Count the lines below that contain the word "dark", treating uppercase and lowercase as different, and give only the number.

###

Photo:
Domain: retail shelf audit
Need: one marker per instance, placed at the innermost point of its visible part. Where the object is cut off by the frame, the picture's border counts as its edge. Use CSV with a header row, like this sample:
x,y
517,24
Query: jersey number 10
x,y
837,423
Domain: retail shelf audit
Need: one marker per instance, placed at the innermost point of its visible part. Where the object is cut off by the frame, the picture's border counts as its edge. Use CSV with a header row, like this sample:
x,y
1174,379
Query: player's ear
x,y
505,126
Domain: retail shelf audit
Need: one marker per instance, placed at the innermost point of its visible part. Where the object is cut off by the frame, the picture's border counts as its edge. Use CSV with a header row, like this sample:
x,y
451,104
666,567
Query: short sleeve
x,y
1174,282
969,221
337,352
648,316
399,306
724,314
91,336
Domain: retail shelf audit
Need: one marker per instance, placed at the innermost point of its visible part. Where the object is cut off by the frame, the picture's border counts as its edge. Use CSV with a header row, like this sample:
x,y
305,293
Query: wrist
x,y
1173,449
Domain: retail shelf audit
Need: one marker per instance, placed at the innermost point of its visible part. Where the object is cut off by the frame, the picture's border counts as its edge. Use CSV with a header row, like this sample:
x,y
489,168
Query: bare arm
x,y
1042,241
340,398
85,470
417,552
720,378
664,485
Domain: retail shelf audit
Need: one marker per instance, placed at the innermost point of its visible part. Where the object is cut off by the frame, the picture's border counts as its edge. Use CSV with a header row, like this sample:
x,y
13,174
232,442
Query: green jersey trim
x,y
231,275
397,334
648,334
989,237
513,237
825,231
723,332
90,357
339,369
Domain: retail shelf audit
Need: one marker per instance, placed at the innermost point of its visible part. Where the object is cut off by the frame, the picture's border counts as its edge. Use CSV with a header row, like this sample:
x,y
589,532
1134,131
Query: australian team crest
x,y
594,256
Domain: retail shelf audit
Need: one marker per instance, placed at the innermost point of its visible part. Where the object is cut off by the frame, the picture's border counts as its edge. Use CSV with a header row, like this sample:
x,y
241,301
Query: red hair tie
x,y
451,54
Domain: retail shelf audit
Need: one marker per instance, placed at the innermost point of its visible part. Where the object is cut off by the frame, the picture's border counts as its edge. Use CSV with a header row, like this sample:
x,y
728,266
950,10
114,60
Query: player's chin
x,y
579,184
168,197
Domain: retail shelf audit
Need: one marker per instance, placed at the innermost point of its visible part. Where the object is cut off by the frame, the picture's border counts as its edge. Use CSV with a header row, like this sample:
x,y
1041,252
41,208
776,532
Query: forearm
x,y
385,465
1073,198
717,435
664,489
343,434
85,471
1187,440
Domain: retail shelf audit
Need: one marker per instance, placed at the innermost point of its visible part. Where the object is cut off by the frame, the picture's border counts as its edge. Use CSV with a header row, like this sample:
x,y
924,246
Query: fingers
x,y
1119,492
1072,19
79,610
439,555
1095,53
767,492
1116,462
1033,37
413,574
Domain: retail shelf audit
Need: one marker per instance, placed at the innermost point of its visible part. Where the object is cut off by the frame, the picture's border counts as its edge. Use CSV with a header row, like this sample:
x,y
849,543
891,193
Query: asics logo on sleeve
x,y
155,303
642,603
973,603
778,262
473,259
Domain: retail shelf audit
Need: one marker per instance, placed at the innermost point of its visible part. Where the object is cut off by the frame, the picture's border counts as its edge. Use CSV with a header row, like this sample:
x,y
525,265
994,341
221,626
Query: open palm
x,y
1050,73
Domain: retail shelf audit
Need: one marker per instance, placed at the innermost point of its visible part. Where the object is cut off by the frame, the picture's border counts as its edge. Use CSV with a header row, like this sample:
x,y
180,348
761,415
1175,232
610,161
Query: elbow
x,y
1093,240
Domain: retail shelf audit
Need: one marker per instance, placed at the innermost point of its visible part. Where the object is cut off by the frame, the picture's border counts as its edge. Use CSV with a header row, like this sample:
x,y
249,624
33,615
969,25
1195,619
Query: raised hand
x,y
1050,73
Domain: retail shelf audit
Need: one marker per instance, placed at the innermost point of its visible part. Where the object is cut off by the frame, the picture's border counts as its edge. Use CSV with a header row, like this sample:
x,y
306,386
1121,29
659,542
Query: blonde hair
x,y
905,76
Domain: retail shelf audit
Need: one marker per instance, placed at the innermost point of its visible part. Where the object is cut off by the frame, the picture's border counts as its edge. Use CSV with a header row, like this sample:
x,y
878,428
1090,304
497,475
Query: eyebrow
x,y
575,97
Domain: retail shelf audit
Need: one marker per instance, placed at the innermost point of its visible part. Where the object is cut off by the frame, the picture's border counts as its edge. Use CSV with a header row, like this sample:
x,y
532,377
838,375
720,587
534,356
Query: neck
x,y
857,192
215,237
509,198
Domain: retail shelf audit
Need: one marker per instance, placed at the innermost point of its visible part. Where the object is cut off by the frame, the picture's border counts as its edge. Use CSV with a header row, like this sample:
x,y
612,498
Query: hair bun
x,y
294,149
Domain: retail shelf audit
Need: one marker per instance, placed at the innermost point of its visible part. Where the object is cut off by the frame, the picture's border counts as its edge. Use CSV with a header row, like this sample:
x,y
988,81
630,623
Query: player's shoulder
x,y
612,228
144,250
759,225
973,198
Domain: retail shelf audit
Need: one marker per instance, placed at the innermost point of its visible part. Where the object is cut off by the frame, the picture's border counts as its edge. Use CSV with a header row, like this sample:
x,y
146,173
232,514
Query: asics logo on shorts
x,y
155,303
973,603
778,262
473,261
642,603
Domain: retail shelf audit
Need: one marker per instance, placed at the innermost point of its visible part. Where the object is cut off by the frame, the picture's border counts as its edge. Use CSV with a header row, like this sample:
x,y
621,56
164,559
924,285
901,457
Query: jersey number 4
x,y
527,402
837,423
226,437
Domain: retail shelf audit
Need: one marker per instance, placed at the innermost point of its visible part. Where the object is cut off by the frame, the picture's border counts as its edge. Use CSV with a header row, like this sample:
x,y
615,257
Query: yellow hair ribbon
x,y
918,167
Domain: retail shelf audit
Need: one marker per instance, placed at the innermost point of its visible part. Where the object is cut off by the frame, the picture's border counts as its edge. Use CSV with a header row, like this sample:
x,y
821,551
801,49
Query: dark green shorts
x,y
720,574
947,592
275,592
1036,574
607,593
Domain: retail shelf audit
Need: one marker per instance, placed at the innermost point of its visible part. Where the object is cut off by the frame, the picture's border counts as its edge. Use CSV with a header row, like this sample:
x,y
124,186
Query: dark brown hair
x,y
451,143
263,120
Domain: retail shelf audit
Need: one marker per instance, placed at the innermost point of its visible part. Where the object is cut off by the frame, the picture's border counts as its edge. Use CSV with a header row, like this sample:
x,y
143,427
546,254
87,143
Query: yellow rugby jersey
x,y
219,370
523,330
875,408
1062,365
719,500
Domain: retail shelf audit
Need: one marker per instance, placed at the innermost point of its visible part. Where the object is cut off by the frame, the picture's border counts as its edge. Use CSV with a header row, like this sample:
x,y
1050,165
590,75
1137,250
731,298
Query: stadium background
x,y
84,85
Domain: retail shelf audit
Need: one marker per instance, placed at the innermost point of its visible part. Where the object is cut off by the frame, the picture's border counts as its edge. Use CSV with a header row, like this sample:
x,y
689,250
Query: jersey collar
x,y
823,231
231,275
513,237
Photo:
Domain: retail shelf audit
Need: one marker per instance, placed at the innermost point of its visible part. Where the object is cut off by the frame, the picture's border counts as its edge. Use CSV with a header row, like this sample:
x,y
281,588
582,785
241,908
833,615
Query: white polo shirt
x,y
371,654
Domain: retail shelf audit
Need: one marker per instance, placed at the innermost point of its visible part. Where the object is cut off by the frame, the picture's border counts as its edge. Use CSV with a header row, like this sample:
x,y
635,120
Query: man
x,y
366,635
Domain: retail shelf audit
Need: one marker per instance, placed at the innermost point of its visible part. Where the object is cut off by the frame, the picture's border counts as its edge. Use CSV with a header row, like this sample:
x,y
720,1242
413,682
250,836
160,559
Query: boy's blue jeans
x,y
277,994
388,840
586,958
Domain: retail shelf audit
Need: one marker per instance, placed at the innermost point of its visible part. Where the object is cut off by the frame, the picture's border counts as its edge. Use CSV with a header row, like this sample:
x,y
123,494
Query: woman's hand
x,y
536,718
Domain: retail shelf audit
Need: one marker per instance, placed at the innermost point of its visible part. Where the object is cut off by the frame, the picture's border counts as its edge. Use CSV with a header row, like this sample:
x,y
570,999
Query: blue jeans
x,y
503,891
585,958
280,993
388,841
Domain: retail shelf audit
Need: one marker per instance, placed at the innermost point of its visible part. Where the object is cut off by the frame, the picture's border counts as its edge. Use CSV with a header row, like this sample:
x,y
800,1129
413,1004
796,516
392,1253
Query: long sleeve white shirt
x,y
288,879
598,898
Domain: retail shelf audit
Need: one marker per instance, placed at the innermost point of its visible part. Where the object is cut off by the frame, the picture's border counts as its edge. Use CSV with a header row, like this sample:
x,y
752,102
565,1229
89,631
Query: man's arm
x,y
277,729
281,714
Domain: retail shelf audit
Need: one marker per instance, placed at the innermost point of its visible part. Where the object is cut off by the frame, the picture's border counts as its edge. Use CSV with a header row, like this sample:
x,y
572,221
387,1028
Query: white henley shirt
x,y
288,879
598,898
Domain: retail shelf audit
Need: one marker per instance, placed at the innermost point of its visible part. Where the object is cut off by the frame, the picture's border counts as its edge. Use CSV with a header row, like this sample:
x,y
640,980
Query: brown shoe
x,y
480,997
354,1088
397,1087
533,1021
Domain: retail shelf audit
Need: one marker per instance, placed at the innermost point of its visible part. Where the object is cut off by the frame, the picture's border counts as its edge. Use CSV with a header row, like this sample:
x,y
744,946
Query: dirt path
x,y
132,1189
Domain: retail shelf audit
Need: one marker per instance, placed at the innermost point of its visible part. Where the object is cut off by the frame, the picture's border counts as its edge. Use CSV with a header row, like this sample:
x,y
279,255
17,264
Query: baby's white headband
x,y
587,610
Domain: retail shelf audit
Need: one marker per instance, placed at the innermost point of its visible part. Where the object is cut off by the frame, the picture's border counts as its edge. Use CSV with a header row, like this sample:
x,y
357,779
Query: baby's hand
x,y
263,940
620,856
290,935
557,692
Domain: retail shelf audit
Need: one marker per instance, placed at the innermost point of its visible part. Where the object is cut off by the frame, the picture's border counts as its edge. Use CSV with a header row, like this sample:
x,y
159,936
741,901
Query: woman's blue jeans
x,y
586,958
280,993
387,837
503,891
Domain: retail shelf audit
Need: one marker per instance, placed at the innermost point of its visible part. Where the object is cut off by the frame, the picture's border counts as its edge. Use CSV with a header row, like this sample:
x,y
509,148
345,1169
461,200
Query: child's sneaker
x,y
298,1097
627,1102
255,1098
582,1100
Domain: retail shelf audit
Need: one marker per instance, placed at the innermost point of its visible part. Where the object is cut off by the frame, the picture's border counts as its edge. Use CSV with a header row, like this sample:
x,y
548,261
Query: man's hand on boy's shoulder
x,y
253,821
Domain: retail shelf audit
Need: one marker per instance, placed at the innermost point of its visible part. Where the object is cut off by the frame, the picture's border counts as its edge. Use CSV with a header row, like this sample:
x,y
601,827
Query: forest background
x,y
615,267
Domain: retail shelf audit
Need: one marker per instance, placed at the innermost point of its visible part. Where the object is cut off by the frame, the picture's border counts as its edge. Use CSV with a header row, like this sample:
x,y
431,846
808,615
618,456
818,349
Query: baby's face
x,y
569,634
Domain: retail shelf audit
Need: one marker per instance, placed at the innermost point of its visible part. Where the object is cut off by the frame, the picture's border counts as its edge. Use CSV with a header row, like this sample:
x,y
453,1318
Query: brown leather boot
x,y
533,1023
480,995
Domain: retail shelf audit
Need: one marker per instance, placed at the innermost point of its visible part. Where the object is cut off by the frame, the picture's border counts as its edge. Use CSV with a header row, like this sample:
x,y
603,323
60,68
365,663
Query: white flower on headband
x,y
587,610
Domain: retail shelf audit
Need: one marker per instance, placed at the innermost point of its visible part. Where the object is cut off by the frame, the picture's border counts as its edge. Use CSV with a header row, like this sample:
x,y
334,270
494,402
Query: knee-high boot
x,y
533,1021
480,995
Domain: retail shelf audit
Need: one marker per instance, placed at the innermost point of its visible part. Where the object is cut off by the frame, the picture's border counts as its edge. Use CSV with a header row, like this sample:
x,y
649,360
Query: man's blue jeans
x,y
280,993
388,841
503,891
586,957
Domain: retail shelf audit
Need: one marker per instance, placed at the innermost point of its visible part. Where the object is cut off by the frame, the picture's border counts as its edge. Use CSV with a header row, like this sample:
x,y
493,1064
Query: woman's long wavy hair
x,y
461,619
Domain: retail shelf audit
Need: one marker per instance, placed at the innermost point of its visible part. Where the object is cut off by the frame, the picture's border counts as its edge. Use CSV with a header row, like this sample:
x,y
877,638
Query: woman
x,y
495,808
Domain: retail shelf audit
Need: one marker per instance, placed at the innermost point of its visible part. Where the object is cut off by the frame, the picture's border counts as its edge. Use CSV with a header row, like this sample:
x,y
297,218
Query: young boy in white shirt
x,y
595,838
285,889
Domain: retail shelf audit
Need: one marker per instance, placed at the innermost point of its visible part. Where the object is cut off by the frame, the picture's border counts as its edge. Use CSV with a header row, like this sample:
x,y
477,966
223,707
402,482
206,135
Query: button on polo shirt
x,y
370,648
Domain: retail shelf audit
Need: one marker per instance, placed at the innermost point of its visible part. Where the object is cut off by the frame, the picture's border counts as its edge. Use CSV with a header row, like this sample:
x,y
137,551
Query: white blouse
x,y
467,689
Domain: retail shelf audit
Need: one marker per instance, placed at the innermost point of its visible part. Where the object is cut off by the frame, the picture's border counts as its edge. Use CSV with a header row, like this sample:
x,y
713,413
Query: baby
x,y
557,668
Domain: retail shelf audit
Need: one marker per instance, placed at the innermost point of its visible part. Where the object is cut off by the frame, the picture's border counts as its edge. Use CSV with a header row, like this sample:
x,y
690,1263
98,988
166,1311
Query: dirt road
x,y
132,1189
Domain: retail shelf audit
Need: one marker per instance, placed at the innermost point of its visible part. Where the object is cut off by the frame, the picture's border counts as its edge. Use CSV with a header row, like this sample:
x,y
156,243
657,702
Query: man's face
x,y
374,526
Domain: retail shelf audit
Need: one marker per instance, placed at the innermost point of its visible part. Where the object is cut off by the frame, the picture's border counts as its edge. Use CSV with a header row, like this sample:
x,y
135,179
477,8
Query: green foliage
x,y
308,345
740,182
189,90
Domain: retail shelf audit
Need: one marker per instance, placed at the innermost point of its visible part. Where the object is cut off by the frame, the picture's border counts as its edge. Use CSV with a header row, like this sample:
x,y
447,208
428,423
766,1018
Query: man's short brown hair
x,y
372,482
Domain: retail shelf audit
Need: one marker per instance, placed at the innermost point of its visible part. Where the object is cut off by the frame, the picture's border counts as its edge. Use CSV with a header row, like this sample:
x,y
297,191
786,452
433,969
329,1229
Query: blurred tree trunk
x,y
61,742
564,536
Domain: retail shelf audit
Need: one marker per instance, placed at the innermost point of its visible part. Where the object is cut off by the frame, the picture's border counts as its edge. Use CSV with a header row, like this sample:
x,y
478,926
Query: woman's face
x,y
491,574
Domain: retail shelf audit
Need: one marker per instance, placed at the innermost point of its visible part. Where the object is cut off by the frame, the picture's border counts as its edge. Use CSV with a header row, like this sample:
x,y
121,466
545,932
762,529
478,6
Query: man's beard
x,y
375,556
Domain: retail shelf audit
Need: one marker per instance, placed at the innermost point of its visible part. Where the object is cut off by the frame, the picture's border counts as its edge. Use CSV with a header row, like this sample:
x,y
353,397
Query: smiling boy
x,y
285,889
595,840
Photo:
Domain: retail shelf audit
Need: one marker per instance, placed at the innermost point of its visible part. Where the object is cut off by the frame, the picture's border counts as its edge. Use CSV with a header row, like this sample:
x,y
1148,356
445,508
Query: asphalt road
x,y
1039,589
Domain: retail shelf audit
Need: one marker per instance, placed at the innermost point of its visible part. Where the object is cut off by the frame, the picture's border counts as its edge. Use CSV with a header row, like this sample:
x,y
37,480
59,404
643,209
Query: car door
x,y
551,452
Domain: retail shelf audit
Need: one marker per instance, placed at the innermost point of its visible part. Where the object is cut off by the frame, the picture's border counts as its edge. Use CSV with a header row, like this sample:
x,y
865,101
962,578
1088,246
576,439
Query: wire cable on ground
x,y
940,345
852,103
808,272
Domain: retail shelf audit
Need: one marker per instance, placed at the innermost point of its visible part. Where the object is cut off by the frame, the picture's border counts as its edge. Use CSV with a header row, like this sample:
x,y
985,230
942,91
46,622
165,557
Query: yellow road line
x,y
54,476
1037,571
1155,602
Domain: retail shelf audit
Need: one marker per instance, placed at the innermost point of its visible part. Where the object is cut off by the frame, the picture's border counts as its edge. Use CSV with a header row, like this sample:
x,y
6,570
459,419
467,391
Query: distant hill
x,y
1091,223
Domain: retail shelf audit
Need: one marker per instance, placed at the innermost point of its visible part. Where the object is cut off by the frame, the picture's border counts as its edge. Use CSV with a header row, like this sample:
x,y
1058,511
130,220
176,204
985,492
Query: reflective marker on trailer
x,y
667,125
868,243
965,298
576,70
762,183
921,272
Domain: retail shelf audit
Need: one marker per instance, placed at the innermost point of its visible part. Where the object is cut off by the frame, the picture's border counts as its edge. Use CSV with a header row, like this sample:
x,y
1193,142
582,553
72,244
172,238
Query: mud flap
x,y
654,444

###

• _Task solution_:
2